━━━━━ DOCUMENT PASSAGE

AACR 2021 – still awaiting validation, Sanofi keeps on buying
The group does not let the grass grow under its feet, acquiring Tidal Therapeutics before its bigger Synthorx buy has proven itself.

Investors tuning into this weekend’s AACR conference wanting clinical validation for Sanofi’s $2.5bn acquisition of Synthorx will have to wait a little longer. In the meantime, the French group has moved on to further takeovers, yesterday spending $160m on Tidal Therapeutics, a private biotech focused on mRNA technology.
This follows its moves on Kymab, Kiadis, Principia and Synthorx, the last done to access the next-generation IL-2 project Thor-707, which at the time had not yielded any clinical date. Cytokines are a major focus of this year’s AACR, and presentation of Thor-707’s Hammer study just about showed hints of efficacy.

━━━━━━━━━━
━━━━━ THE DATA

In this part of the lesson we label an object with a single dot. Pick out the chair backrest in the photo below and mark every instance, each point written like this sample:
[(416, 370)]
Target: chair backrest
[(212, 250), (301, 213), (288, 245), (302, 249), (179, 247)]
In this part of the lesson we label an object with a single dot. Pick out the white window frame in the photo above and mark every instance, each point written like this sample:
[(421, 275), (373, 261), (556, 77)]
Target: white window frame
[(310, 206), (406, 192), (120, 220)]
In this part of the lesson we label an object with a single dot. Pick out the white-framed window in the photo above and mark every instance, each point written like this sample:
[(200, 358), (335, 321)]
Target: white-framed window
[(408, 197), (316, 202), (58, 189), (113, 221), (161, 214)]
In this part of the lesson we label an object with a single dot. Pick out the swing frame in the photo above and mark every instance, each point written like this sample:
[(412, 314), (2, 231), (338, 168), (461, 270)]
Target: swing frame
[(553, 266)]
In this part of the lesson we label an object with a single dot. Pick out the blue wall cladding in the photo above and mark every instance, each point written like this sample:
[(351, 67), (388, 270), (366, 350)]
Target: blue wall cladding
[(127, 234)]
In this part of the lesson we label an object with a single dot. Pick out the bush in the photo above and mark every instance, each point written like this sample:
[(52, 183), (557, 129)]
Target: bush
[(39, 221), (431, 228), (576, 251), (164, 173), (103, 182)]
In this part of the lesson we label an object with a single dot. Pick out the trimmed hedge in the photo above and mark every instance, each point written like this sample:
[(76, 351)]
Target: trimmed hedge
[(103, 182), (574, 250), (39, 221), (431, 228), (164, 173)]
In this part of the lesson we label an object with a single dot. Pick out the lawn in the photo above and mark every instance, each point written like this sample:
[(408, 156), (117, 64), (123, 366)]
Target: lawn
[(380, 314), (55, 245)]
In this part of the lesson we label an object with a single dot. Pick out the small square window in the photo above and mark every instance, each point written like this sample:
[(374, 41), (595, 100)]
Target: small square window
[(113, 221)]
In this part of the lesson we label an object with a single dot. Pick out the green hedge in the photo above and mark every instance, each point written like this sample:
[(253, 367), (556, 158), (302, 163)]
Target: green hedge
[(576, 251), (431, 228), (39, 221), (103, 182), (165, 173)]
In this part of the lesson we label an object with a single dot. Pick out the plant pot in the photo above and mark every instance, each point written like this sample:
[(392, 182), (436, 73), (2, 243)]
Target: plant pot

━━━━━━━━━━

DESCRIPTION OF THE TASK: Reproduce word for word the passage of the Sanofi article above, from "AACR 2021 –" to "hints of efficacy.".

SOLVED PROBLEM:
AACR 2021 – still awaiting validation, Sanofi keeps on buying
The group does not let the grass grow under its feet, acquiring Tidal Therapeutics before its bigger Synthorx buy has proven itself.

Investors tuning into this weekend’s AACR conference wanting clinical validation for Sanofi’s $2.5bn acquisition of Synthorx will have to wait a little longer. In the meantime, the French group has moved on to further takeovers, yesterday spending $160m on Tidal Therapeutics, a private biotech focused on mRNA technology.
This follows its moves on Kymab, Kiadis, Principia and Synthorx, the last done to access the next-generation IL-2 project Thor-707, which at the time had not yielded any clinical date. Cytokines are a major focus of this year’s AACR, and presentation of Thor-707’s Hammer study just about showed hints of efficacy.